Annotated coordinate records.
=======
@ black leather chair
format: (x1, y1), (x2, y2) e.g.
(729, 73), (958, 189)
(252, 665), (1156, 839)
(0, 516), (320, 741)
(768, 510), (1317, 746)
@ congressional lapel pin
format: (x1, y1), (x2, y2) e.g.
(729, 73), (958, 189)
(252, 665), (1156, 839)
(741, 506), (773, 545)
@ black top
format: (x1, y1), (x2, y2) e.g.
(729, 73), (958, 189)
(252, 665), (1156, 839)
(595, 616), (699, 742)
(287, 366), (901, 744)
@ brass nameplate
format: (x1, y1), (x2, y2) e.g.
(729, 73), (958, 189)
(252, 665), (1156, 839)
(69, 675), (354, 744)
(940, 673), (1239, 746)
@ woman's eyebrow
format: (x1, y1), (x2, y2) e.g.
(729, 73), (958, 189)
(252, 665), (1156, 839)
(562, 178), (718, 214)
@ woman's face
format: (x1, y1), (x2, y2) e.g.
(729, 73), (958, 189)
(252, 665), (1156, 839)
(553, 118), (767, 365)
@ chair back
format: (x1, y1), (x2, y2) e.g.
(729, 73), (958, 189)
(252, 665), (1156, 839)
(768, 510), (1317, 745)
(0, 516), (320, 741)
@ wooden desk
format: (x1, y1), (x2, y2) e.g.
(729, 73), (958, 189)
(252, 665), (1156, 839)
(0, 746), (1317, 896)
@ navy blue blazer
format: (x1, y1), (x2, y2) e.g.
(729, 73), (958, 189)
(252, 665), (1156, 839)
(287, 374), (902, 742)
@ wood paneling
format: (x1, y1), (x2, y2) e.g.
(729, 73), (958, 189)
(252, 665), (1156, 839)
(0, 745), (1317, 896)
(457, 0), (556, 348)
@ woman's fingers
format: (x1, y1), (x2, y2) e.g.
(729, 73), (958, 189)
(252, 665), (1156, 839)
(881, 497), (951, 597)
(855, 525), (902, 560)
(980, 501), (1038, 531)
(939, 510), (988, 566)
=======
REQUIRED TASK.
Everything in the listing above should be restated exactly.

THE RESPONSE.
@ black leather chair
format: (x1, y1), (x2, y2) e.g.
(729, 73), (958, 189)
(252, 665), (1156, 839)
(0, 516), (320, 741)
(768, 510), (1317, 746)
@ congressional lapel pin
format: (x1, y1), (x2, y2) e.g.
(729, 73), (958, 189)
(252, 665), (1156, 839)
(741, 506), (773, 545)
@ black top
format: (x1, y1), (x2, y2) e.g.
(729, 73), (958, 189)
(252, 665), (1156, 839)
(595, 616), (699, 742)
(287, 366), (901, 744)
@ brass nameplate
format: (x1, y1), (x2, y2) e.g.
(729, 73), (958, 189)
(252, 665), (1156, 839)
(69, 675), (354, 744)
(940, 673), (1239, 746)
@ woman's eyebrow
format: (x1, y1), (x2, y2) e.g.
(729, 73), (958, 189)
(252, 665), (1156, 839)
(562, 178), (718, 214)
@ woman's face
format: (x1, y1), (x2, y2) e.g.
(729, 73), (958, 189)
(252, 665), (1156, 839)
(553, 118), (767, 365)
@ chair back
format: (x1, y1), (x2, y2) e.g.
(729, 73), (958, 189)
(252, 665), (1156, 839)
(768, 510), (1317, 745)
(0, 516), (320, 741)
@ wooden desk
format: (x1, y1), (x2, y2) e.g.
(729, 73), (958, 189)
(252, 665), (1156, 839)
(0, 746), (1317, 896)
@ navy blue blazer
format: (x1, y1), (x2, y2) e.g.
(729, 73), (958, 189)
(252, 665), (1156, 839)
(287, 374), (902, 742)
@ wood paneling
format: (x1, y1), (x2, y2) e.g.
(729, 73), (958, 189)
(252, 665), (1156, 839)
(0, 745), (1317, 896)
(457, 0), (556, 348)
@ woman's fingers
format: (x1, y1), (x2, y2) e.g.
(729, 73), (958, 189)
(252, 665), (1156, 839)
(881, 497), (951, 597)
(855, 525), (902, 560)
(980, 501), (1038, 531)
(939, 510), (988, 566)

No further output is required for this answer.